— Begin Material provided —
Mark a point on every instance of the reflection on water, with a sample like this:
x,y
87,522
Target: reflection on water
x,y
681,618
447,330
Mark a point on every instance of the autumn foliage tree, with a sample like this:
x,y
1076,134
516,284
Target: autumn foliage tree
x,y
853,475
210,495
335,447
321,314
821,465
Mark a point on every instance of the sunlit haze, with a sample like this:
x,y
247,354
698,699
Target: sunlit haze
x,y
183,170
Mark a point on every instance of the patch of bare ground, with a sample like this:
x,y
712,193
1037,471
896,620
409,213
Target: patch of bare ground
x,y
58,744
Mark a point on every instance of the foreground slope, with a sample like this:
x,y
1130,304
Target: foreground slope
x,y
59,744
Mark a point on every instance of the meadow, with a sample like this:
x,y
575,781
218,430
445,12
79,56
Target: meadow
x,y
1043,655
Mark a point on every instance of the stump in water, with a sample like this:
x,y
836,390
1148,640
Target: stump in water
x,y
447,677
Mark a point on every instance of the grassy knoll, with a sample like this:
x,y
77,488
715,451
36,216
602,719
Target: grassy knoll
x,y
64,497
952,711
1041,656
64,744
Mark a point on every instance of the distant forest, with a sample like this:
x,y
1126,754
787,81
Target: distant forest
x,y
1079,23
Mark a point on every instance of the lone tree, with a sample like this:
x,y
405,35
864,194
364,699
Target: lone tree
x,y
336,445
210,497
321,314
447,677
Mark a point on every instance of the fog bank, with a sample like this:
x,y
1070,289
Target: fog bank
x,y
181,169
— End Material provided —
• Exercise details
Can you set out every line of the records above as a numbered list, with no blank lines?

• Task solution
1. Mark a point on every instance of the reflection on water, with a sample like this:
2. x,y
3. 87,522
4. Target: reflection on water
5. x,y
6. 681,618
7. 447,330
8. Mark a point on every instance of the autumn foliage tree, with a sample like this:
9. x,y
10. 1076,134
11. 516,284
12. Target: autumn foliage tree
13. x,y
14. 853,475
15. 210,495
16. 335,447
17. 321,314
18. 821,465
19. Mark a point on every instance of the sunlit haze, with a sample like this:
20. x,y
21. 247,354
22. 698,699
23. Target: sunlit haze
24. x,y
25. 183,170
26. Mark a point on every instance of the patch of bare ground, with a sample like this:
27. x,y
28. 712,193
29. 1037,471
30. 896,620
31. 409,213
32. Target: patch of bare ground
33. x,y
34. 58,744
35. Mark a point on every instance of the foreground slope, with a sample like this:
36. x,y
37. 1130,304
38. Target: foreground slope
39. x,y
40. 59,744
41. Mark a point on every instance of the meadow, with a sample like this:
42. x,y
43. 575,781
44. 218,430
45. 445,12
46. 79,56
47. Target: meadow
48. x,y
49. 1043,655
50. Mark a point on every instance of the stump in water, with a sample like this:
51. x,y
52. 836,390
53. 1148,640
54. Target: stump in water
55. x,y
56. 447,677
57. Mark a point on every instance of the grassy knoll, with a sample like this:
58. x,y
59. 77,488
60. 715,451
61. 36,216
62. 602,719
63. Target: grassy knoll
64. x,y
65. 64,497
66. 952,711
67. 1041,656
68. 64,744
69. Mark a point on every instance of the distant forest, with a sample like this:
70. x,y
71. 1126,754
72. 787,81
73. Target: distant forest
74. x,y
75. 1079,23
76. Mark a point on every instance of the lone tree, with a sample like this:
77. x,y
78. 405,35
79. 864,194
80. 364,699
81. Target: lone tree
82. x,y
83. 336,445
84. 210,497
85. 321,314
86. 447,677
87. Mark a point on every instance of the fog bank, with a sample like this:
88. x,y
89. 1070,289
90. Target: fog bank
91. x,y
92. 181,169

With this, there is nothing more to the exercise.